_About this task_:
Write the records out again, keeping each line exactly as it is.

━━━━━ Supplied data

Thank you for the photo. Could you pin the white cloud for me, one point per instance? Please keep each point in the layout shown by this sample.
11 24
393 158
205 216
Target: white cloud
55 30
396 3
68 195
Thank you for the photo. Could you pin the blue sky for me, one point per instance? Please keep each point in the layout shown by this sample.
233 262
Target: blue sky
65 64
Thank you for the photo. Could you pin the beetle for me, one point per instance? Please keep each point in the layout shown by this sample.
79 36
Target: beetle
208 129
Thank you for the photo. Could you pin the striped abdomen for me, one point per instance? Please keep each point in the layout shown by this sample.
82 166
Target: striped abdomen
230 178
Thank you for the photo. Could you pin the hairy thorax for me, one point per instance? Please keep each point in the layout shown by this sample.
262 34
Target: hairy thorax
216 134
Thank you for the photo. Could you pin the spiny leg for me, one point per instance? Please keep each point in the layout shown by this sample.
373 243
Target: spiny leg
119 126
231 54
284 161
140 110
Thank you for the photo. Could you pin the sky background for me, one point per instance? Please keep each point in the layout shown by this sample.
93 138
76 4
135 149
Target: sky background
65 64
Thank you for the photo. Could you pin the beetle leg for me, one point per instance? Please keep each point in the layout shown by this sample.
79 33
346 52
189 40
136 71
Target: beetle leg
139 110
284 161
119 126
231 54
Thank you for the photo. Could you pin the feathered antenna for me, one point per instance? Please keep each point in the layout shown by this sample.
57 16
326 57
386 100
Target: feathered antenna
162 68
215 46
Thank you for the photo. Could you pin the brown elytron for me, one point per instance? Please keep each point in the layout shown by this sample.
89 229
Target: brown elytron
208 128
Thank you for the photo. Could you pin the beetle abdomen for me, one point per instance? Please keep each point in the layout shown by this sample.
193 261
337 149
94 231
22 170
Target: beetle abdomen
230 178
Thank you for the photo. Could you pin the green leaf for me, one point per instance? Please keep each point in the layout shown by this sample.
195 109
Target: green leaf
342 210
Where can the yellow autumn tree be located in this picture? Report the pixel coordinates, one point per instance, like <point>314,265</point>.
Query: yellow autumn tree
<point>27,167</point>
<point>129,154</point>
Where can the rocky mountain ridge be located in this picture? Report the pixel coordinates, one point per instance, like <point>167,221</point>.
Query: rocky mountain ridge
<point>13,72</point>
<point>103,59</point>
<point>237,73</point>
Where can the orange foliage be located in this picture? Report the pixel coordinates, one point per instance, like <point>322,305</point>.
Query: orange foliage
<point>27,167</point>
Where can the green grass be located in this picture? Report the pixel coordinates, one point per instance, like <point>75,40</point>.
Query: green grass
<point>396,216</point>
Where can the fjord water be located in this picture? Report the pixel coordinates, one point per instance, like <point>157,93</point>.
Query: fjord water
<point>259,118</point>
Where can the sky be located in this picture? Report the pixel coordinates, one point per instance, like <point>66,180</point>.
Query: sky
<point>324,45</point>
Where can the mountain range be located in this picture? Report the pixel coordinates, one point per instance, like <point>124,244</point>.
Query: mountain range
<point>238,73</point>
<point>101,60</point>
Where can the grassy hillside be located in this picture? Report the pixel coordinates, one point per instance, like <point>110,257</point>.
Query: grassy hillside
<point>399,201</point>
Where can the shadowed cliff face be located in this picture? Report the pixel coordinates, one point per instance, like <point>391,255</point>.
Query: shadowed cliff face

━━━━━━━━━━

_Output of the task_:
Thank you for the photo. Could you pin the white cloud for me, one point per instance? Please keep each point in the layout shown by this sample.
11 24
393 158
205 216
Target: white cloud
55 30
396 3
68 195
Thank you for the photo. Could you pin the blue sky for me, one point per instance? Please keep each point in the layout shown by this sample.
233 262
Target: blue sky
65 64
Thank you for the photo. Could you pin the beetle for me, one point per instance? Please keep each point in the layout shown by this sample.
79 36
Target: beetle
208 129
Thank you for the photo. Could you pin the striped abdomen for me, one point per instance? Please keep each point in the layout shown by this sample.
82 166
Target: striped abdomen
230 178
Thank you for the photo. Could you pin the hairy thorax for me, one point per instance? Please keep each point in the layout shown by this sample.
262 34
Target: hairy thorax
216 134
Thank you for the photo. Could you pin the spiny leg for me, one point per instance? Please keep each point in the layout shown by this sample.
373 243
Target: spiny leg
119 126
231 54
284 161
140 110
Thank you for the photo. Could you pin the sky background for me, one point per instance? Please keep each point in the layout shown by this sample.
93 138
76 4
135 149
Target: sky background
65 64
Thank you for the photo. Could you pin the beetle leg for me, one point per instance? Please keep each point in the layout shown by this sample.
79 33
346 52
189 40
136 71
Target: beetle leg
139 110
284 161
119 126
231 54
Thank you for the photo. Could you pin the feathered antenna for me, one point per instance? Please keep each point in the layout shown by this sample.
57 16
326 57
386 100
Target: feathered antenna
162 68
215 46
Thank you for the photo. Could you pin the brown elytron for me, one point per instance? Please keep each point in the layout shown by this sample.
89 229
Target: brown elytron
208 128
Thank you for the photo. Could you pin the beetle abdomen for me, one point per instance? Please keep each point in the layout shown by this sample.
193 261
337 149
94 231
22 170
Target: beetle abdomen
230 178
Thank you for the photo. Could you pin the green leaf for me, one point per instance? Please keep each point in the layout shown by this sample.
195 109
Target: green leaf
342 210
Where can the yellow autumn tree be located in this picture? Report the pixel coordinates, one point per instance, like <point>314,265</point>.
Query: yellow autumn tree
<point>27,167</point>
<point>129,154</point>
Where can the rocky mountain ridge be located in this picture? Report the pixel coordinates, one point per instance, like <point>167,221</point>.
Query: rocky mountain ridge
<point>13,72</point>
<point>103,59</point>
<point>237,73</point>
Where can the orange foliage be located in this picture? Report the pixel coordinates, one point per instance, like <point>322,305</point>.
Query: orange foliage
<point>27,167</point>
Where can the green grass be located in this picture? Report the pixel coordinates, one point per instance, like <point>75,40</point>.
Query: green grass
<point>396,216</point>
Where can the fjord water be located in this picture? Report the pixel coordinates, one point per instance, like <point>157,93</point>.
Query: fjord water
<point>259,118</point>
Where can the sky be located in this picture? Report the pixel coordinates, one point per instance, like <point>66,180</point>.
Query: sky
<point>324,45</point>
Where can the mountain range be located in this picture? Report the pixel coordinates, one point per instance, like <point>124,244</point>.
Query: mountain range
<point>238,73</point>
<point>101,60</point>
Where can the grassy hillside be located in this picture? Report the pixel coordinates, one point per instance, like <point>110,257</point>.
Query: grassy hillside
<point>399,201</point>
Where can the shadowed cliff face be located in this picture? Report the pixel coordinates, one point per instance, like <point>391,255</point>.
Query: shadowed cliff face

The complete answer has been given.